## Суть задания
Выпишите в порядке появления все фамилии, которые встречаются в приведенном ниже отрывке о постмодерне и идентичности. Учтите и фамилии в библиографических ссылках в квадратных скобках.
----- Исходный текст
Оказалось, последуем за Фуко, что модерный субъект есть исключительно продукт властных отношений. Следует при этом учитывать, что, согласно Фуко, власть не является только принуждением: условием власти выступает свобода индивида, ибо власть предполагает действие, а, следовательно, выбор. Соответственно, там, где есть власть, есть и сопротивление. Как раз анализ подобного сопротивления постепенно поворачивал Фуко к проблеме формирования новой субъективности, или идентичности. Дискурс, хотя он и принуждает, открыт для радикального воздействия со стороны деятельности. Чтобы преобразовать дискурс, необходимо понять его структуры, и, следовательно, задачей критики является постижение условий возможности дискурса. Если субъективность схватывает условия своего существования, возможность изменений налицо. Идентичность может быть сконструирована по-новому [см. подр.: Mayo 1997; O’Donnell 2003].
Этот момент усиливается у Ж.-Ф. Лиотара, книга которого Состояние постмодерна, вышедшая в 1984 г. [1998], стала основой понимания новой, постмодерной эпохи. Основное, что происходит в этой ситуации, это разрушение “ большогонарратива ”, т.е. единой языковой игры модернити, и переход к множеству языковых игр. Именно языковые игры конституируют социальную связь и задают множественность идентичностей. Значение концепции Лиотара в том, что он работает с понятием социального, которое выявляет меняющийся характер социальных отношений. Отвергая классические нормативные представления о социальной интеграции, он отстаивает концепт социальной связи, сформированной новым характером отношений, например, таких, которые устанавливаются знанием. Таким образом, в одном смысле социальное приходит к своему концу, тогда как в другом оно восстанавливается в новой форме. Конечно, никакая позитивистская (“научная”) социология со своей теорией социальных ролей, даже если под нее и подверстывается “системный анализ”, с этим справиться не могла.
Тема конца социального была продолжена и особенно подробно разработана Ж. Бодрийаром. В центре его социальной теории находится положение о том, что категория социального, в какой бы форме оно не существовало прежде, к концу двадцатого столетия пришла в упадок в результате возникновения различного рода символических порядков, предпочитающих не коммуникацию, а сигнификацию, или способы конструирования реальности посредством масс–медиа. Социальное есть “симуляция” масс–медиа и информационной технологии и не обладает собственной автономией, это мир знаков или симулякров. Такими же симуляциями оказываются и идентичности.
----------
----- Исходные данные
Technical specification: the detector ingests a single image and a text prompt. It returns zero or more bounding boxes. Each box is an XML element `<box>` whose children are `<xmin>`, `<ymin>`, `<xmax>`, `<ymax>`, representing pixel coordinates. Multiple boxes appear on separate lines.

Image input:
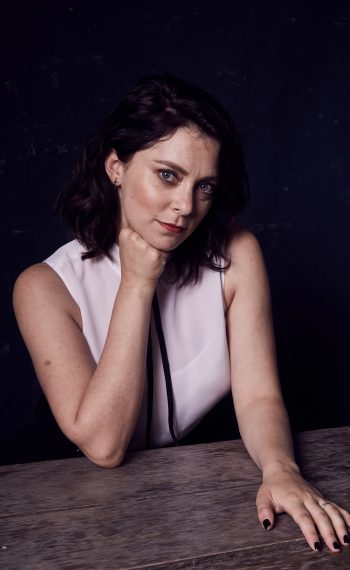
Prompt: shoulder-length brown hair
<box><xmin>56</xmin><ymin>74</ymin><xmax>248</xmax><ymax>284</ymax></box>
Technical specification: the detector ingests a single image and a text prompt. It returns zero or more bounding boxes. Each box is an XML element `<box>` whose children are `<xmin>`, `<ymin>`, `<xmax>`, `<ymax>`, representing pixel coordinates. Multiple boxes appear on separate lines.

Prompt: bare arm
<box><xmin>225</xmin><ymin>232</ymin><xmax>350</xmax><ymax>552</ymax></box>
<box><xmin>14</xmin><ymin>229</ymin><xmax>166</xmax><ymax>467</ymax></box>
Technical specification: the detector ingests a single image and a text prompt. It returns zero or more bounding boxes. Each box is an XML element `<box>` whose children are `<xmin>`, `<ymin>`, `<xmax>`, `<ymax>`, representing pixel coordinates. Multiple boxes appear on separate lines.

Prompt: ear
<box><xmin>105</xmin><ymin>149</ymin><xmax>125</xmax><ymax>186</ymax></box>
----------
## Разбор решения
Фуко, Mayo, O’Donnell, Лиотар, Бодрийар